* [Texto fuente]
┌──

El caballo de Atila y los desastres ambientales modernos

La actividad humana ha generado lugares y momentos donde “no crece ni la hierba”, pero qué duda cabe de que la era de la industrialización y sus vertiginosos avances tecnológicos han aumentado la frecuencia e intensidad de estos desastres ecológicos.

agricultura intensiva , desastres ecológicos , minería

Autoría: Eneko Arrondo

Fuente: Ecomandanga

Cuenta la leyenda que por donde pasaba Othar, el caballo de Atila, el rey de los hunos, no volvía a crecer la hierba. Esta afirmación, que no deja de ser un mito, podría tener sin embargo visos de realidad. El ejército huno estaba compuesto fundamentalmente de caballería, pudiendo alcanzar los quince mil jinetes, lo que supone el doble o más de caballos entre monturas de refresco y acarreo de sus pertrechos.

A todo ello habría que añadir un tren de suministros que sin duda incluiría una cantidad importante de caballos. En suma, las hordas hunas formarían una suerte de rebaño equino de decenas de miles de cabezas. Semejante multitud de animales consumiría una ingente cantidad de pasto y, además, produciría un brutal pisoteo del terreno haciendo factible que, efectivamente, por donde pasase el caballo de Atila (y toda su horda) se convirtiese en un erial devastado en el que nada podría crecer, al menos en un tiempo.

Obviamente no hay fotos de Atila ni de su caballo, pero esta ilustración nos puede ayudar a imaginar lo que serían decenas de miles de caballos trotando y comiendo. Foto: Pixabay.

Desastres ecológicos modernos, los otros caballos de Atila.

└──

* [Material recopilado]

┌──

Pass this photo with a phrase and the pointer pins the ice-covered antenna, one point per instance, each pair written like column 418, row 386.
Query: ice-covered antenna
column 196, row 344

└──

* [Ejercicios propuestos]
1: ¿Puedes repetir literalmente el fragmento del texto sobre el caballo de Atila que comienza en las palabras "El caballo de Atila y" y termina después de "estos desastres ecológicos."?
2: Según el texto sobre el caballo de Atila, ¿son ciertas estas afirmaciones? Responde sí o no a cada una y cita las palabras exactas del texto que lo deciden. (a) El ejército huno podía alcanzar los quince mil jinetes. (b) Existen fotos de Atila y de su caballo. (c) El caballo de Atila se llamaba Othar.

* [Respuestas por tarea]
1:
El caballo de Atila y los desastres ambientales modernos

La actividad humana ha generado lugares y momentos donde “no crece ni la hierba”, pero qué duda cabe de que la era de la industrialización y sus vertiginosos avances tecnológicos han aumentado la frecuencia e intensidad de estos desastres ecológicos.

2:
(a) Sí: "pudiendo alcanzar los quince mil jinetes".
(b) No: "Obviamente no hay fotos de Atila ni de su caballo".
(c) Sí: "Othar, el caballo de Atila".